The Absurdity of Relations: Il Trovatore at the Bayerische Staatsoper

Verdi – il Trovatore 

Il Conte di Luna – Vitliy Bilyy

Leonora – Anja Harteros

Azucena – Anna Smirnova

Manrico – Lee Yonghoon

Ferrando – Goran Jurić

Ines – Golda Schultz

Ruiz – Francesco Petrozzi

Vecchio zingaro – Leonard Bernad

Messo – Matthew Grills

Opernballett der Bayerischen Staatsoper, Chor und Extrachor der Bayerischen Staatsoper, Bayerisches Staatsorchester / Paolo Carignani

Stage director – Olivier Py

Bayerische Staatsoper, Nationaltheater, Munich.  Saturday, February 7th, 2014

It was once said of Il Trovatore that to do it well, you need four of the greatest singers in the world.  Tonight we certainly had one of them.  Indeed, Anja Harteros’ Leonora encapsulated what is truly great about her singing.  The theatre-filling sound, the tone a wonderful combination of pearl and velvet and those creamy high notes.  Yes, intonation is at times suspect and yes, she sounds as if she is much more comfortable in the slower more sustained music than in the more florid writing of ‘di tale amor’ for example, but this was truly remarkable singing, precisely because she makes you believe, in that very moment, that she is the only person capable of singing the role.  The sound itself sounds so fully connected in that one can hear her entire body resonating.  She is also a captivating stage presence and the temperature certainly increased whenever she appeared on stage.  Then we had one of those remarkable moments in ‘d’amor sull’ali rosee’ where the entire theatre was held in the palm of her hand – the lines long and beautifully phrased, words and music absolutely as one.  Yes, the last note was flat but this is the thing with Harteros, the sheer body of the sound and the way it fills the house seemingly floating on air is just remarkable.  If tonight wasn’t quite as incredible an experience as her Tosca last month that is more a reflection of the work than of her undoubted gifts.

────────

Continue the review of Il Trovatore at the Bayerische Staatsoper from its last sentence.

**MATERIAL:**
────────

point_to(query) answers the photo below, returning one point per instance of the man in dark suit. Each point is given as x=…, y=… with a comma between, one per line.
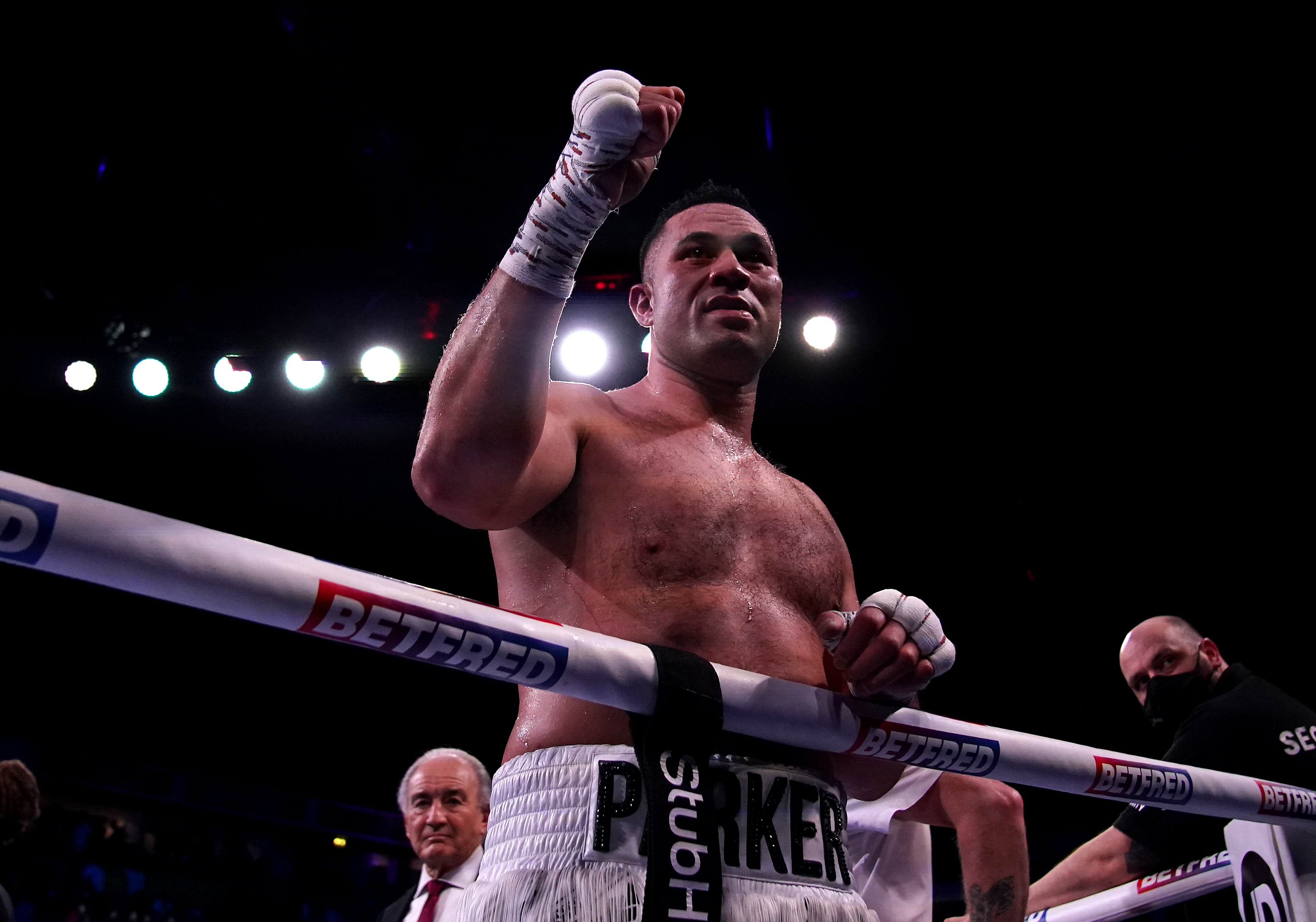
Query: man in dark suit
x=445, y=804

────────

**ANSWER TO THIS EXERCISE:**
Tonight felt a bit like ladies’ night.  Anna Smirnova’s Azucena was really quite something.  The voice has a brittle quality below mezzo forte but she really does produce a lot of volume.  As the voice was pushed pitch became approximate and the notes on the page seemed to have been taken as suggestions but she was absolutely magnetic.  It wasn’t subtle but it was completely gripping.

Lee Yonghoon’s Manrico was an interesting one.  I left with the impression that the role is a size too big for him.  His wasn’t the typical unsubtle, barnstorming interpretation of the role.  Instead he gave us a beautifully shaded, genuinely-sung ‘ah si ben mio’ with a real attempt to phrase it with love and a highly respectable attempt at a trill.  In ‘di quella pira’ – one verse only – he was somewhat overwhelmed by the gentlemen of the superb Bayerische Staatsopernchor.  The voice at times sounded somewhat constricted as if being pushed to create a much bigger sound than it can naturally produce.  The sound itself has real quality and he’s a fine musician though I’m not quite sure this is his Fach yet.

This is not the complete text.